+++ Trecho para leitura

Socando o Ar | Ibi Zoboi e Yusef Salaam

18 ago, 2021 Por Clara Vieira

Escrever uma resenha sobre Socando o Ar, obra de Ibi Zoboi e Yusef Salaam publicada pela editora Harper Collins Brasil, se mostrou como um desafio para mim por diversas razões. A primeira foi seu formato, já que era a primeira vez que eu lia uma obra que contava uma história no formato de poesia. Outro desafio grande era poder falar de maneira respeitosa sobre uma história que aponta o racismo presente em nossa sociedade atual, admitindo também minha branquitude e minha posição de aprendizado ao fazê-lo. Apesar disso, aceitei esses desafios com muita felicidade, porque seria uma oportunidade de aprender e de sair da zona de conforto na qual a literatura atual facilmente nos enreda. Assim mergulhei na história de Amal Shahid, um adolescente preto de 16 anos julgado e condenado à prisão por um crime que ele não cometera. Acompanhamos ao longo da narrativa o processo de julgamento e aprisionamento de Amal, sua maneira de significar o que lhe acontecia, e a importância da arte para ele.

++++++

_Tarefa A:_
Segundo a resenha acima, quantos anos tem Amal Shahid?

+++ Registros para processar

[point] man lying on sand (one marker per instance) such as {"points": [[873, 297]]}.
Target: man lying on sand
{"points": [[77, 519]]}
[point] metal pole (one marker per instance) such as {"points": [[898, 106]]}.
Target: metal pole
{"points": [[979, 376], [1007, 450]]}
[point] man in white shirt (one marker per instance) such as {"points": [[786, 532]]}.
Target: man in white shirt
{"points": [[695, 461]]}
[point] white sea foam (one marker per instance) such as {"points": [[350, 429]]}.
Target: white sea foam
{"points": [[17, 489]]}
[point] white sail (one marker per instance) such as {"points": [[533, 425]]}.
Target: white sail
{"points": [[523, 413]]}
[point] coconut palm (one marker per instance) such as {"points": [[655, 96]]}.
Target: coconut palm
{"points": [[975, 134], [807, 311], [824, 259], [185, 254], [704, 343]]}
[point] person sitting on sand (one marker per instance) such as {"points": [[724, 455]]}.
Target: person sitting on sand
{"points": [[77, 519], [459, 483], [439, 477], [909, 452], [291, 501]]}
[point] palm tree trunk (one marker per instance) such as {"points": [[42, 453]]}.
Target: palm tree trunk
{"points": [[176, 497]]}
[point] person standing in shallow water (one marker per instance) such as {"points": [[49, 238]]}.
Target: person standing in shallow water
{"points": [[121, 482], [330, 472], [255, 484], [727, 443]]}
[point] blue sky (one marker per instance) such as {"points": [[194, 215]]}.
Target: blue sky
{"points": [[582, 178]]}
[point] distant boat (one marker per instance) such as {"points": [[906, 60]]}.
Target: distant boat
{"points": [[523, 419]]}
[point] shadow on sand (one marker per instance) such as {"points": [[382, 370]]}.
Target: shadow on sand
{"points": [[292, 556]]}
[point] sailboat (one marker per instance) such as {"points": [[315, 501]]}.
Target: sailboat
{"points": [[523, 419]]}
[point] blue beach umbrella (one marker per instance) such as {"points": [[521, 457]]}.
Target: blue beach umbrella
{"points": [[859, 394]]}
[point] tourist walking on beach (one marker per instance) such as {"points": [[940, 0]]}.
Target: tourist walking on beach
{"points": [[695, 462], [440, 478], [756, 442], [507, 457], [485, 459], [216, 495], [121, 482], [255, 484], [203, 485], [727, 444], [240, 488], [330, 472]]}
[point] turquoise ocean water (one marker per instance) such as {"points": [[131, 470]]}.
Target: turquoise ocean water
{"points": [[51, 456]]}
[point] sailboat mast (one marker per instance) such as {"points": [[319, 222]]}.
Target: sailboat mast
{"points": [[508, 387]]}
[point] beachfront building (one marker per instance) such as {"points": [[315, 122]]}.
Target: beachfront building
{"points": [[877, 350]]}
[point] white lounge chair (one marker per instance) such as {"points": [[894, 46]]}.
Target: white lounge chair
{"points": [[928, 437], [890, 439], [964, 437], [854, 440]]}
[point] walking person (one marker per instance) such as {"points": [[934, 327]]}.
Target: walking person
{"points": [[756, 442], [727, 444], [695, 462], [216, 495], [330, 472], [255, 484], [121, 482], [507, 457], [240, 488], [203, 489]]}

++++++

_Tarefa B:_
Copie sem nenhuma alteração o trecho dos registros que vai da linha que contém "[point] blue beach", inclusive, até o fim dos registros.

_Resposta correta A:_
Amal Shahid tem 16 anos.

_Resposta correta B:_
[point] blue beach umbrella (one marker per instance) such as {"points": [[521, 457]]}.
Target: blue beach umbrella
{"points": [[859, 394]]}
[point] tourist walking on beach (one marker per instance) such as {"points": [[940, 0]]}.
Target: tourist walking on beach
{"points": [[695, 462], [440, 478], [756, 442], [507, 457], [485, 459], [216, 495], [121, 482], [255, 484], [203, 485], [727, 444], [240, 488], [330, 472]]}
[point] turquoise ocean water (one marker per instance) such as {"points": [[131, 470]]}.
Target: turquoise ocean water
{"points": [[51, 456]]}
[point] sailboat mast (one marker per instance) such as {"points": [[319, 222]]}.
Target: sailboat mast
{"points": [[508, 387]]}
[point] beachfront building (one marker per instance) such as {"points": [[315, 122]]}.
Target: beachfront building
{"points": [[877, 350]]}
[point] white lounge chair (one marker per instance) such as {"points": [[894, 46]]}.
Target: white lounge chair
{"points": [[928, 437], [890, 439], [964, 437], [854, 440]]}
[point] walking person (one marker per instance) such as {"points": [[934, 327]]}.
Target: walking person
{"points": [[756, 442], [727, 444], [695, 462], [216, 495], [330, 472], [255, 484], [121, 482], [507, 457], [240, 488], [203, 489]]}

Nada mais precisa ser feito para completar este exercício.